▶ _Problem 1_
In the blog post about leaving Nepal, switch "postcards" to "letters" and write out the passage starting at "Monday, December 14, 2009" and ending at "in central Nepal.".
▶ _Problem 2_
List each errand the blog post says the writer planned to run in Kathmandu on December 6.
#### Document extract
Travels With Myself

A Personalized Periodic Update, just for my family and friends, of the Ongoing Adventures of Your Favorite World Traveler

Location: Budapest, Hungary

After nearly 30 years in the financial industry in the US (mostly California and New Mexico), I decided it was time for my second life. I sold my house, sold my car, sold all my furniture, took a TEFL course and moved to Budapest to teach Business English to the business people of Hungary. Amazing mid-life change! I taught for about eight years, then pretty much retired. Since then I have traveled extensively, and have been to nearly 75 countries. I have had six books published, mostly about my travels - see my author's page on I have made friends all over the world. Becoming an expat is the best move I ever made and I plan to continue my travels indefinitely. Come join me on this blog and enjoy the places I've been and the people I've met in the past and present and hopefully will meet in the future.

Monday, December 14, 2009

So Long, Nepal!

Rested and ready, I hopped out of bed the morning of Sunday, December 6. I was all set to hit Kathmandu and run all my errands: get more film developed, check on my bespoke pants, buy a new watchband (I broke the old on in Pokhara), mail more postcards, etc. I also looked forward to another lingering lunch at Kumari. The sun was shining and the weather was warm and it promised to be another beautiful day in central Nepal.
Around 9:30 the land line phone rang. It was Macha, telling me there was a general strike and he wouldn’t be able to come over today. Damn Maoists. So there I was, stuck at home. Ah, well, make the best of it. All part of the Nepal experience. There’s always the internet and HBO and relaxing on the rooftop with a good book and a Samuel Adams beer. I could do that. Of course, I really had no choice, so that, in fact, is what I did.
########
#### Given information
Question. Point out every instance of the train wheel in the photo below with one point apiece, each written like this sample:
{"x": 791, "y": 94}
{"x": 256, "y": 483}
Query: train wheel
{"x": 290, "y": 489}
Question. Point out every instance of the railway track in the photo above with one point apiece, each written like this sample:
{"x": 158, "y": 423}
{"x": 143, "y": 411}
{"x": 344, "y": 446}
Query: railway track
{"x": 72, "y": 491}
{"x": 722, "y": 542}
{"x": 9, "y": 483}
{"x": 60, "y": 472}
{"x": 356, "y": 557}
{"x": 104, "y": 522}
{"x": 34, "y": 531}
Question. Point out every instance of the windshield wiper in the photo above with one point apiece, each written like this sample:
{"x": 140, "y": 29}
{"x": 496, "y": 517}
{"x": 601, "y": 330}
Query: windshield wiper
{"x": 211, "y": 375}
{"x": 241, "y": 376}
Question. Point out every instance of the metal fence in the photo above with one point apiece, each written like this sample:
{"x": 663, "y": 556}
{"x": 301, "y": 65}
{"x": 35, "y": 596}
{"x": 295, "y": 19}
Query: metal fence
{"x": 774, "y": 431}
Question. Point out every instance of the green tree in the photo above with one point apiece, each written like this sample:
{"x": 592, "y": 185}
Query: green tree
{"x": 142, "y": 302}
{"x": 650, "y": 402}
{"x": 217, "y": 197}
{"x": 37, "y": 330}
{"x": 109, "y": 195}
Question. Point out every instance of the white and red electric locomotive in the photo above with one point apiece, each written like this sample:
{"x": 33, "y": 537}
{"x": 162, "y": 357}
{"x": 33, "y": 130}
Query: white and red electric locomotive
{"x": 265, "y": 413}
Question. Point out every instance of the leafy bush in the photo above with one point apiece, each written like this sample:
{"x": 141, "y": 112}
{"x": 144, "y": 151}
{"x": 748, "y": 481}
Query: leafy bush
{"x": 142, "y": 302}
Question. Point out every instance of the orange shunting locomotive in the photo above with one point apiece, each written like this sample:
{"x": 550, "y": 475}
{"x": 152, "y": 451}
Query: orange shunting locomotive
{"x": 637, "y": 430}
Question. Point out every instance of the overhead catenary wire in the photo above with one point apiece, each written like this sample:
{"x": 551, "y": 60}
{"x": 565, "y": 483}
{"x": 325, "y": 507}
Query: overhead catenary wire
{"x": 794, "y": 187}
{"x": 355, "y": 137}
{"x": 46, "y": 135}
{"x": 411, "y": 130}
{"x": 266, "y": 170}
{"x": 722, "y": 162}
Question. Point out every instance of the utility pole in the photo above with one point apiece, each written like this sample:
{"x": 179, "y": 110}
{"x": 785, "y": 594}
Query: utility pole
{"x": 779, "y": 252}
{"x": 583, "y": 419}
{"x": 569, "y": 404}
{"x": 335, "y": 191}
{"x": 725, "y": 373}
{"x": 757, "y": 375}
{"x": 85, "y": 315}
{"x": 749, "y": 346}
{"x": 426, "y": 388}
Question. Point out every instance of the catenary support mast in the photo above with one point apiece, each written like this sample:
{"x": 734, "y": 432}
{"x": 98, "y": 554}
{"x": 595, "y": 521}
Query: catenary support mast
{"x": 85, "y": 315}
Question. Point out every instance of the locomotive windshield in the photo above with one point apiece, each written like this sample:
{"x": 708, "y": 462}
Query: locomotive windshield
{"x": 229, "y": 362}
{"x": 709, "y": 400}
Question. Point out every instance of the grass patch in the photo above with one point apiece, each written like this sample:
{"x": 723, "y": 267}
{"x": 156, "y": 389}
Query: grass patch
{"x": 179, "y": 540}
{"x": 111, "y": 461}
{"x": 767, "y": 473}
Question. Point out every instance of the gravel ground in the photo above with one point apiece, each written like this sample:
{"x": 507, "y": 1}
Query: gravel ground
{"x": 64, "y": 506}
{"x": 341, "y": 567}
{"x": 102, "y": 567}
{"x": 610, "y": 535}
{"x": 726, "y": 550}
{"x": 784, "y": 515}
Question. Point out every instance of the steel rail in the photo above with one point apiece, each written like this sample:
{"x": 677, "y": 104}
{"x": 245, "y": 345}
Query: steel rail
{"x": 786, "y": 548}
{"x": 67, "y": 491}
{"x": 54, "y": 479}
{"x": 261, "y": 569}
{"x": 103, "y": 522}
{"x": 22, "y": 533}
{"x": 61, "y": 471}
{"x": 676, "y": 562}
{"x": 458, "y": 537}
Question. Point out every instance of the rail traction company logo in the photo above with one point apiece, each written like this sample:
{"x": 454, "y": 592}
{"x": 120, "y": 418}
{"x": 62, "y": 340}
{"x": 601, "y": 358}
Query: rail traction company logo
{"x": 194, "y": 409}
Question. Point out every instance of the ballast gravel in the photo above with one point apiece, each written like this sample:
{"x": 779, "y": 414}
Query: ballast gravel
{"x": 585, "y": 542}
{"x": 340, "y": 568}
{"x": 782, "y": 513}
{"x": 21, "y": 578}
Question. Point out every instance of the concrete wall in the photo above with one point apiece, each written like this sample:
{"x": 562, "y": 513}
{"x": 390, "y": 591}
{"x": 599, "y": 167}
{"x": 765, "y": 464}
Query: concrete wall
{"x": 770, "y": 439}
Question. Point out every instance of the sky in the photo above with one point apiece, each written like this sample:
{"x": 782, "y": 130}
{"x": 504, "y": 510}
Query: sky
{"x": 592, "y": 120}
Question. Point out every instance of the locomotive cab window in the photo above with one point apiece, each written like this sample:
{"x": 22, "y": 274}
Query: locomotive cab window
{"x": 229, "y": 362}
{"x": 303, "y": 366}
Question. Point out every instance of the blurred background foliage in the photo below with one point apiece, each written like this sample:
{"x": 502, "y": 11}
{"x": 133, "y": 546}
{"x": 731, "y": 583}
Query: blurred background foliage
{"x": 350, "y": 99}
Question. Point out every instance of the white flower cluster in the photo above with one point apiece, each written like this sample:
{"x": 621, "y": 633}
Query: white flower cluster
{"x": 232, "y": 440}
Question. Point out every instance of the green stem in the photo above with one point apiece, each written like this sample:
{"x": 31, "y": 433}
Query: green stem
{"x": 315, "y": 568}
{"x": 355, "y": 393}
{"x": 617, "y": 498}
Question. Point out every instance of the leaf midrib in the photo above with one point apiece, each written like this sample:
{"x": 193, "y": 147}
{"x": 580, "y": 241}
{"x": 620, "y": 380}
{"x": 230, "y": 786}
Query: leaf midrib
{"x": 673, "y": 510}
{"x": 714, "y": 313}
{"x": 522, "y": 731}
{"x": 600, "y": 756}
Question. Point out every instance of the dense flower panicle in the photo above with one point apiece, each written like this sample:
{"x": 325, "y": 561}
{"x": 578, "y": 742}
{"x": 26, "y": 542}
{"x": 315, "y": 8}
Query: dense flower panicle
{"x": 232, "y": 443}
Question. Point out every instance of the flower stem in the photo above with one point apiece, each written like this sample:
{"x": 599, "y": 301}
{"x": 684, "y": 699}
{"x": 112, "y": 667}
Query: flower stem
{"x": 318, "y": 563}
########
▶ _Solution 1_
Monday, December 14, 2009

So Long, Nepal!

Rested and ready, I hopped out of bed the morning of Sunday, December 6. I was all set to hit Kathmandu and run all my errands: get more film developed, check on my bespoke pants, buy a new watchband (I broke the old on in Pokhara), mail more letters, etc. I also looked forward to another lingering lunch at Kumari. The sun was shining and the weather was warm and it promised to be another beautiful day in central Nepal.

▶ _Solution 2_
- Get more film developed
- Check on the bespoke pants
- Buy a new watchband
- Mail more postcards